These formulae are developed the basis of finite difference operators. The differencs table is prepared for all the values in the available function. In general, each element in th difference table which is in the i^th row and j^th column is estimated as

element [i, j] = element [i + 1, j - 1] - element [i, j - 1]

To serve the various objectives, hese elements are known by different names as
1. Forward difference (Δ)
2. Backward difference (∇)

Also, the tables showing these differences are presented in different ways

1. Forward difference table (Δ):

$$ \begin{array}{|c|c|c|c|c|} \hline \ X & Y & \Delta^1 & \Delta^2 & \Delta^3 \[4px] \hline \ x_1 & y_1 & \Delta^1_1 = y_2 - y_1 & \Delta_1^2 = \Delta_2 - \Delta_1 & \Delta_1^3 = \Delta_2^2 - \Delta_1^2 \[4px] \hline \ x_2 & y_2 & \Delta^1_2 = y_3 - y_2 & \Delta_2^2 = Δ_3 - \Delta_2 & \[4px] \hline \ x_3 & y_3 & \Delta^1_3 = y_4 - y_3 & & \[4px] \hline \ x_4 & y_4 & & & \[4px] \hline \ \vdots & \vdots & & & \ \hline \end{array} $$

2. Backward difference table (∇):

$$ \begin{array}{|c|c|c|c|c|} \hline \ X & Y & \nabla^1 & \nabla^2 & \nabla^3 \[4px] \hline \ x_1 & y_1 & & & \[4px] \hline \ x_2 & y_2 & \nabla^1_2 = y_2 - y_1 & & \[4px] \hline \ x_3 & y_3 & \nabla^1_3 = y_3 - y_2 & \nabla_3^2 = \nabla_3 - \nabla_2 & \[4px] \hline \ x_4 & y_4 & \nabla^1_4 = y_4 - y_3 & \nabla_4^2 = \nabla_4 - \nabla_3 & \nabla_4^3 = \nabla_4^2 - \nabla_3^2 \[4px]

\hline \end{array} $$

1. Forward Difference Interpolation :

This method is used for interpolation near the BEGINNING of the tabular data.
---*---
→ **Tasks to perform**:
A - Reproduce the passage on finite difference tables word for word, starting at "These formulae are" and ending at "Forward difference (Δ)".
B - List the column headings of the forward difference table in the passage on finite difference tables.
The material that comes next is not needed.

→ **Material provided**:
---*---
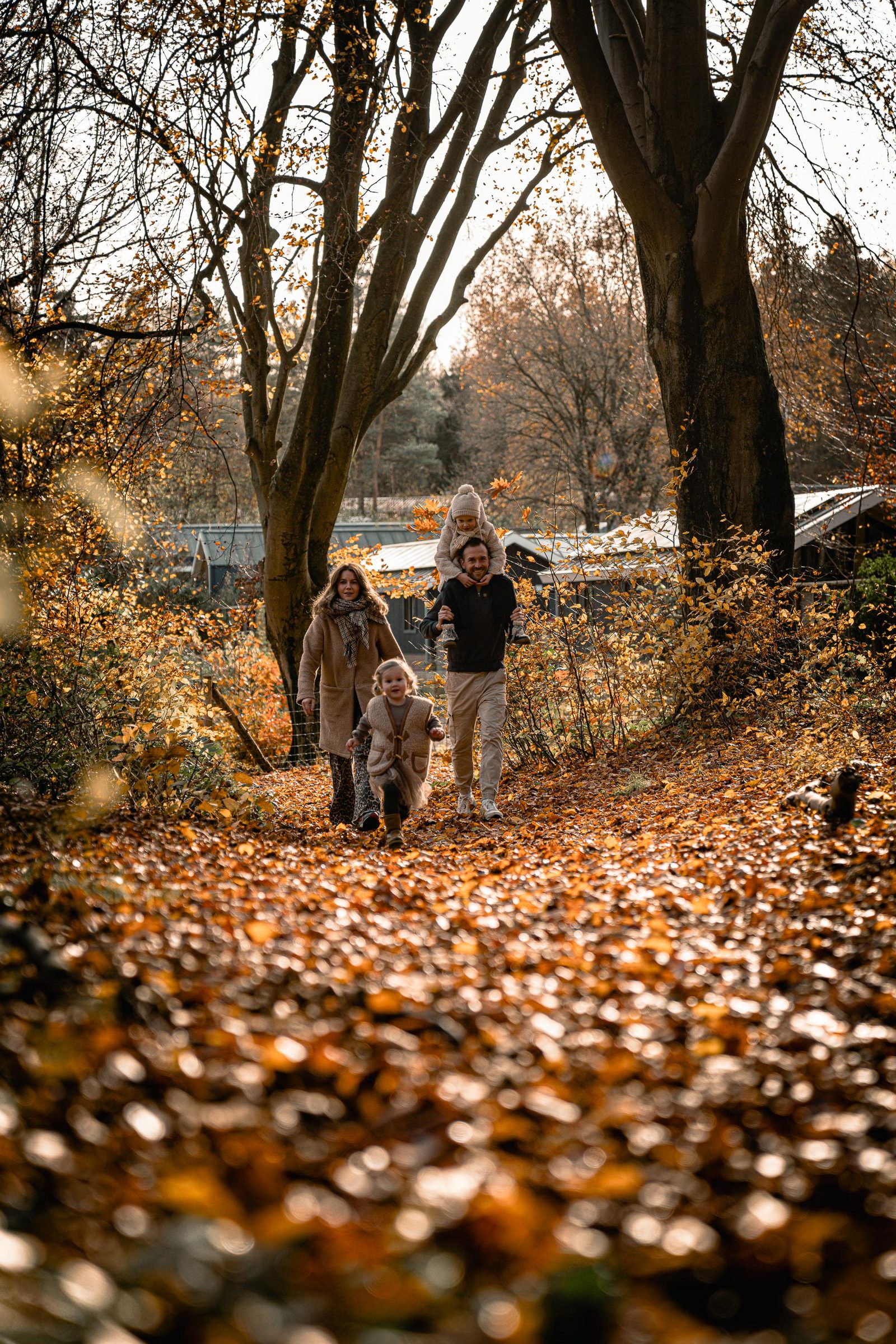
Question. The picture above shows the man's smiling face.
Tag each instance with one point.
---*---
→ **Task-by-task results**:
A -
These formulae are developed the basis of finite difference operators. The differencs table is prepared for all the values in the available function. In general, each element in th difference table which is in the i^th row and j^th column is estimated as

element [i, j] = element [i + 1, j - 1] - element [i, j - 1]

To serve the various objectives, hese elements are known by different names as
1. Forward difference (Δ)

B - X, Y, Δ¹, Δ², Δ³